** Start of WORKING DATA **
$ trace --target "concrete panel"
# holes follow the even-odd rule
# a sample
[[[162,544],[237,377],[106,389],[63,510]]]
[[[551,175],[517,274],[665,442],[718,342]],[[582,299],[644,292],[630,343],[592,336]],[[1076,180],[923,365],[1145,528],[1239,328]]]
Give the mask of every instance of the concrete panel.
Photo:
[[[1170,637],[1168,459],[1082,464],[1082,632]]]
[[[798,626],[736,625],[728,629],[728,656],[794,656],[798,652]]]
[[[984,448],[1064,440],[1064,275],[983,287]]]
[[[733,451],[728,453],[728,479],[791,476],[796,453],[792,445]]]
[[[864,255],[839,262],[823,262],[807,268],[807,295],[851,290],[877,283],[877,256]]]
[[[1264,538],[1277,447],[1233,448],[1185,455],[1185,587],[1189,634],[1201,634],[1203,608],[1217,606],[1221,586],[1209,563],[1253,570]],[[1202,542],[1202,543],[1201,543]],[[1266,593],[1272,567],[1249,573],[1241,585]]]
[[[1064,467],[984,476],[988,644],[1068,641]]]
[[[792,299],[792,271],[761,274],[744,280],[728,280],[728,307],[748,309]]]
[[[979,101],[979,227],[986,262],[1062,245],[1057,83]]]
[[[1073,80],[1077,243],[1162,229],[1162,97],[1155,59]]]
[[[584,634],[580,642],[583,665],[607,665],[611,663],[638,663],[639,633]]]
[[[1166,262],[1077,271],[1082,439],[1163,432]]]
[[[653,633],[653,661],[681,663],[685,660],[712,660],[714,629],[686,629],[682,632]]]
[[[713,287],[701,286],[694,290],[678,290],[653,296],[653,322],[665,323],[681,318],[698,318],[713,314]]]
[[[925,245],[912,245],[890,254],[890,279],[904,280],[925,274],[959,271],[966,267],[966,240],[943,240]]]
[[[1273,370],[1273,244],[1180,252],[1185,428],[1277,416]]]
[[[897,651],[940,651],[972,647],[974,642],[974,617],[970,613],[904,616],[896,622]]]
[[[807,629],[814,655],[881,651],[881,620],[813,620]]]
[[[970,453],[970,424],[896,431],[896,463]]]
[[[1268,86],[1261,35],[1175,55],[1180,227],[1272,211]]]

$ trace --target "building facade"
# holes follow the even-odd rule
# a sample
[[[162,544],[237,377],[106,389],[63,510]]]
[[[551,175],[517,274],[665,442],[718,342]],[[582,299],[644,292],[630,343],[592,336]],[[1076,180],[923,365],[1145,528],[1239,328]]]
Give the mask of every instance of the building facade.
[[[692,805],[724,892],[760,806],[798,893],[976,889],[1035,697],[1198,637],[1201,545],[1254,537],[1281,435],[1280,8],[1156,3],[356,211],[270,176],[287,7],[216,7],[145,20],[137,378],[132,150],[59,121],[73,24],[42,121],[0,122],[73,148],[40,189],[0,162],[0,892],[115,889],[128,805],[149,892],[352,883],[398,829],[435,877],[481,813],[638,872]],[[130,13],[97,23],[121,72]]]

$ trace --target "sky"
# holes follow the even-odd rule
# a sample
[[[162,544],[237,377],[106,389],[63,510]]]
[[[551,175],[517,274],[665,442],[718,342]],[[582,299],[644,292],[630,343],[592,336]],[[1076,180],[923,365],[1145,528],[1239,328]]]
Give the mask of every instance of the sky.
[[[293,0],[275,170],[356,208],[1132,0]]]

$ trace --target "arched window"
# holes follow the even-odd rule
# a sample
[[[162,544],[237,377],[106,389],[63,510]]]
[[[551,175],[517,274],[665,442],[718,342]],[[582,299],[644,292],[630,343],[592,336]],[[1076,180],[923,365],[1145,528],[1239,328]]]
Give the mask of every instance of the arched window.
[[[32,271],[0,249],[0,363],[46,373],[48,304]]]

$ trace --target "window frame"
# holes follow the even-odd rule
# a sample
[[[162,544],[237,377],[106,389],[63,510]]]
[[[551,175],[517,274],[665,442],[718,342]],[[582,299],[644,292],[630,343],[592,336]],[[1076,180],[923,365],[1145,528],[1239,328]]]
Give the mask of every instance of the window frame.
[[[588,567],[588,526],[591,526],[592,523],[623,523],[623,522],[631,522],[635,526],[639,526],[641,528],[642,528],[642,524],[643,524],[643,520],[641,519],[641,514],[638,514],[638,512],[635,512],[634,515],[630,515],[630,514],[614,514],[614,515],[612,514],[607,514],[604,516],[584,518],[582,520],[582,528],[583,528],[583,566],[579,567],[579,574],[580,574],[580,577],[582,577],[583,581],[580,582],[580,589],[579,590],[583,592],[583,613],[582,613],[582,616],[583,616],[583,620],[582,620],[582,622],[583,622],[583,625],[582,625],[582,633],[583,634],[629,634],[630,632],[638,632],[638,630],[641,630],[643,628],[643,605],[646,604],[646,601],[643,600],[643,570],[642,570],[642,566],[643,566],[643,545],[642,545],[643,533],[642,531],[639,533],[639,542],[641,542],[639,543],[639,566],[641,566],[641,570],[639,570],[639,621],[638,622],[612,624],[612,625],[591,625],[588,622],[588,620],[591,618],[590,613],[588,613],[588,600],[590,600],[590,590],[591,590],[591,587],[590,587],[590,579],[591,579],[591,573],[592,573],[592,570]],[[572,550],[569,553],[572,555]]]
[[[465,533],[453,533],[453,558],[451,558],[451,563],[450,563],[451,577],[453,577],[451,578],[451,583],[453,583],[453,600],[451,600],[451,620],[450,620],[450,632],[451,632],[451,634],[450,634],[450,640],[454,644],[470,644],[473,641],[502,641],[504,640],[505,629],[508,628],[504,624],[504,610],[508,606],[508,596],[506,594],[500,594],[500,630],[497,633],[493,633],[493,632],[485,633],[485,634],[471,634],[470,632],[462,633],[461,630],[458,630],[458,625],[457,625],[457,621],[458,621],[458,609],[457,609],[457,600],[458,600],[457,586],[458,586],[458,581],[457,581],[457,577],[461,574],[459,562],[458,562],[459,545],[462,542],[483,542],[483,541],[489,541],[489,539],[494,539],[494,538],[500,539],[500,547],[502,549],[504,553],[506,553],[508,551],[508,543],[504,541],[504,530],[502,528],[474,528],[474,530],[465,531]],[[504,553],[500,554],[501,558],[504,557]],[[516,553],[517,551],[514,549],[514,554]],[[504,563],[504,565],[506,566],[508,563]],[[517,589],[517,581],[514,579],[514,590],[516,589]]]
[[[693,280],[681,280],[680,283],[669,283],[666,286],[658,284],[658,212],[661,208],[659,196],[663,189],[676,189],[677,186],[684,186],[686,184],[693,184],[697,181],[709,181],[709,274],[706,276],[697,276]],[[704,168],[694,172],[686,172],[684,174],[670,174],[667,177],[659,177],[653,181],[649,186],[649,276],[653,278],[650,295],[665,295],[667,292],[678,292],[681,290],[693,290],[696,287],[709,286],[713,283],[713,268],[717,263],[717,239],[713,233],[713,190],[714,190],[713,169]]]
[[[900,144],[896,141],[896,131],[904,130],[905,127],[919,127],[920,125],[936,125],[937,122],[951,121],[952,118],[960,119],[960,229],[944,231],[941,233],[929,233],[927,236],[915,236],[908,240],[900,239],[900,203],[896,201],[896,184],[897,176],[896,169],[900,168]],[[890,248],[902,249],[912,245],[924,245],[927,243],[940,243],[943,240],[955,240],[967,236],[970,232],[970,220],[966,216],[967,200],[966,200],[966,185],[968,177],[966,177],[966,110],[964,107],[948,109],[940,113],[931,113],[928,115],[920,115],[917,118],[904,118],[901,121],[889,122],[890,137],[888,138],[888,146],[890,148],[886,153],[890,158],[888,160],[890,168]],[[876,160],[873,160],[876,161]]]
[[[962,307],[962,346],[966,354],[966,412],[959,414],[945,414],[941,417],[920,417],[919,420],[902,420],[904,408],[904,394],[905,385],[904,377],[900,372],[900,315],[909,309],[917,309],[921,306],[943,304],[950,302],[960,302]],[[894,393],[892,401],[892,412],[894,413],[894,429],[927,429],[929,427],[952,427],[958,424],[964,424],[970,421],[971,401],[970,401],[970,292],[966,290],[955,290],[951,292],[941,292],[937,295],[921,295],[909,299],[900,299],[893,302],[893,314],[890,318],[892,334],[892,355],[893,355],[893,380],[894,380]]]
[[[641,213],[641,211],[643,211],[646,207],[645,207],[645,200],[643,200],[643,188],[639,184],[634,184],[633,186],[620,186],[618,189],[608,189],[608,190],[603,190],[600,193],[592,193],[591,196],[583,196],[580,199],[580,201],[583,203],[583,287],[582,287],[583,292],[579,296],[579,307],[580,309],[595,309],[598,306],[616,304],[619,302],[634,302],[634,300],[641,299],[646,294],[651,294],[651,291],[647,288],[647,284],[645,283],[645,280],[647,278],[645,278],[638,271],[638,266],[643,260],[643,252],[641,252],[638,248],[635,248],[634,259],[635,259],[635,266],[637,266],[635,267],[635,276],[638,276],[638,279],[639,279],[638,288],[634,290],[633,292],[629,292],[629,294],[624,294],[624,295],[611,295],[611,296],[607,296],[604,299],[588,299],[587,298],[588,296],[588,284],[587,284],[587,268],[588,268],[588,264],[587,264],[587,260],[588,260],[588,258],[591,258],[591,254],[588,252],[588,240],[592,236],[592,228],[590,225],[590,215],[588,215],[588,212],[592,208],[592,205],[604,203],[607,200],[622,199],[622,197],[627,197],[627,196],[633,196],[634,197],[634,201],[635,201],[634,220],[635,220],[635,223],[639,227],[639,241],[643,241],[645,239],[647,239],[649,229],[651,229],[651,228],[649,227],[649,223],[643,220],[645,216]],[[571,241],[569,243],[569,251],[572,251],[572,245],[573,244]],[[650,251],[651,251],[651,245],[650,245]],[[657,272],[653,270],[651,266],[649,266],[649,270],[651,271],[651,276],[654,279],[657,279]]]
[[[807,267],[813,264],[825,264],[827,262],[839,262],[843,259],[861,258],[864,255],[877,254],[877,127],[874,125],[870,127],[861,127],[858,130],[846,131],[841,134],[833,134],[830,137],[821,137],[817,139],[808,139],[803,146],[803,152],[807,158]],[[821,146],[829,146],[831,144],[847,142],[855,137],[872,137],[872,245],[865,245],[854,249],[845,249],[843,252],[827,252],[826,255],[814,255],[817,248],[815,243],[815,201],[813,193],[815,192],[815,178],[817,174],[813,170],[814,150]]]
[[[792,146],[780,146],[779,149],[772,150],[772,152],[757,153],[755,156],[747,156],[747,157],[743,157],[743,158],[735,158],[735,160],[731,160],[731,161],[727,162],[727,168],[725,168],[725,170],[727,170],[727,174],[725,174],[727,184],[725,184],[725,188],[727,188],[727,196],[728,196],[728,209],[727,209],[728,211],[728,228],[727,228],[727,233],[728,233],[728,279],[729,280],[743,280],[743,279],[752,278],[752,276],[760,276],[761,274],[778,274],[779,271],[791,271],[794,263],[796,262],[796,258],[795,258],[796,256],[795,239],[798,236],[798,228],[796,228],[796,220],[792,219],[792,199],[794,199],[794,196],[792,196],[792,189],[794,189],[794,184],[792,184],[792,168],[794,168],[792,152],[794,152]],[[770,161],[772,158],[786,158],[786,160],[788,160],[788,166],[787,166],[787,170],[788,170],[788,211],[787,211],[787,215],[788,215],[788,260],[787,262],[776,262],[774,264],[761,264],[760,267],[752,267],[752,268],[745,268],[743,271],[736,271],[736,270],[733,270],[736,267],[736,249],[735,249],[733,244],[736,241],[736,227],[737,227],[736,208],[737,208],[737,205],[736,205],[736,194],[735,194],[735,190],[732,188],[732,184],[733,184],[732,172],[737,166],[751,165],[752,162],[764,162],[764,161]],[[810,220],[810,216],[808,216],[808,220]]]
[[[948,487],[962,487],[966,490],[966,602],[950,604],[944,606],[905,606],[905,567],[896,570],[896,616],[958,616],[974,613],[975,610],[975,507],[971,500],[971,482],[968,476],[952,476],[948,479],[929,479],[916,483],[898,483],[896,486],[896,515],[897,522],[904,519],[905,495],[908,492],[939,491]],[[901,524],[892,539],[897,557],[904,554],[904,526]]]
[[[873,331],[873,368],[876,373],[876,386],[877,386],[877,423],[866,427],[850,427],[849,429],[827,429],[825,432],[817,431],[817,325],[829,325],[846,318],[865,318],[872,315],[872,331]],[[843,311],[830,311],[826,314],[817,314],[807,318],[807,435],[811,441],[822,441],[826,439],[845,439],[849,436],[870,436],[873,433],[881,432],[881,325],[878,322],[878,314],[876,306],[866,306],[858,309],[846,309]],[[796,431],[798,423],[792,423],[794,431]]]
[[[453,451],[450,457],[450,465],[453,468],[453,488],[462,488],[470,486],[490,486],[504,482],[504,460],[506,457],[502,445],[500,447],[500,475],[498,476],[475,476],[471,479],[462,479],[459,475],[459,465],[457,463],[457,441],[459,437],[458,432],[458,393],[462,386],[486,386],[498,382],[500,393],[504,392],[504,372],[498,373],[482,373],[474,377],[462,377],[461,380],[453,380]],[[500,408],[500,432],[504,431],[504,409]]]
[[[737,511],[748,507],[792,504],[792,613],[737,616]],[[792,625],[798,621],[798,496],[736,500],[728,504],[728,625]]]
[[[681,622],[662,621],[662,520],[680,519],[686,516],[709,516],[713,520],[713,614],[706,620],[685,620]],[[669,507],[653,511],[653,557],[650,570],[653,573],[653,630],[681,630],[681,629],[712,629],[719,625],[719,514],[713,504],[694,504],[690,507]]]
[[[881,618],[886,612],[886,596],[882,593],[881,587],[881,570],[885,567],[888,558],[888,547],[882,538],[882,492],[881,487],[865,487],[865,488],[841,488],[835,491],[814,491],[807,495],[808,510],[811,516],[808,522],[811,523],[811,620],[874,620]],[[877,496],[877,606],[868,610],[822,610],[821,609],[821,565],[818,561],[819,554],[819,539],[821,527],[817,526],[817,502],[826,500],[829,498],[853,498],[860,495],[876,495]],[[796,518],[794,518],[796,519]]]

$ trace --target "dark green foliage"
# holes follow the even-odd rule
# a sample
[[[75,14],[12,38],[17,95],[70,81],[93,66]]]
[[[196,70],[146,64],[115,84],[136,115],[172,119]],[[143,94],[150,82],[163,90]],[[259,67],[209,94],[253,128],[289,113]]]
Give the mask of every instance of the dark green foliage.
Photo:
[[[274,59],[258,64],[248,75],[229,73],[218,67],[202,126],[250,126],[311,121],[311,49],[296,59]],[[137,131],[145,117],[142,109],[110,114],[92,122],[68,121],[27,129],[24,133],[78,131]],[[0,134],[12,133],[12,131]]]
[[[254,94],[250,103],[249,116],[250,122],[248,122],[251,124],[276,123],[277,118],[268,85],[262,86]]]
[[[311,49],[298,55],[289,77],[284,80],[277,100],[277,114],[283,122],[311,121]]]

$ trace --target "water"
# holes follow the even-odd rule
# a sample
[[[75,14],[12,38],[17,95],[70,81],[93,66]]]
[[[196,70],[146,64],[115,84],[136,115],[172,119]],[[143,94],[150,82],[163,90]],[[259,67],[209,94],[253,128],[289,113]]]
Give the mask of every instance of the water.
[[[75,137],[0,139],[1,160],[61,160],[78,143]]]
** End of WORKING DATA **
--- WHAT YOU WILL DO ---
Reproduce the rows from the very beginning through the line containing "[[[1268,86],[1261,35],[1175,55],[1180,227],[1272,211]]]", including that line, character for character.

--- RESPONSE TO THE EXERCISE ---
$ trace --target "concrete panel"
# holes follow the even-odd rule
# a sample
[[[162,544],[237,377],[106,389],[63,510]]]
[[[551,175],[517,274],[665,442],[718,342]],[[582,299],[644,292],[630,343],[592,336]],[[1076,180],[923,365],[1145,528],[1239,328]]]
Give the mask of every instance of the concrete panel.
Photo:
[[[1170,637],[1168,459],[1082,464],[1082,632]]]
[[[798,626],[736,625],[728,629],[728,656],[794,656],[798,652]]]
[[[984,448],[1064,440],[1064,275],[983,287]]]
[[[733,451],[728,453],[728,479],[791,476],[796,453],[792,445]]]
[[[864,255],[839,262],[823,262],[807,268],[807,295],[851,290],[877,283],[877,256]]]
[[[1264,538],[1277,447],[1233,448],[1185,455],[1185,587],[1189,634],[1201,634],[1203,608],[1217,606],[1221,586],[1209,563],[1253,570]],[[1202,542],[1202,543],[1201,543]],[[1266,593],[1272,567],[1249,573],[1241,585]]]
[[[1064,467],[984,476],[988,644],[1068,641]]]
[[[792,299],[792,271],[761,274],[744,280],[728,280],[728,307],[748,309]]]
[[[979,101],[979,227],[986,262],[1062,245],[1057,83]]]
[[[1073,80],[1077,243],[1162,229],[1162,97],[1155,59]]]
[[[584,634],[580,642],[583,665],[607,665],[611,663],[638,663],[639,633]]]
[[[1166,262],[1077,271],[1082,439],[1163,432]]]
[[[653,633],[653,661],[681,663],[685,660],[712,660],[714,629],[686,629],[682,632]]]
[[[713,287],[701,286],[694,290],[678,290],[653,296],[653,322],[665,323],[681,318],[698,318],[713,314]]]
[[[925,245],[912,245],[890,254],[890,279],[904,280],[925,274],[959,271],[966,267],[966,240],[943,240]]]
[[[1273,370],[1273,244],[1180,252],[1185,428],[1277,416]]]
[[[897,651],[940,651],[972,647],[974,642],[974,617],[970,613],[904,616],[896,622]]]
[[[807,629],[814,655],[881,651],[881,620],[813,620]]]
[[[970,453],[970,424],[896,431],[896,463]]]
[[[1268,86],[1261,35],[1175,55],[1180,227],[1272,211]]]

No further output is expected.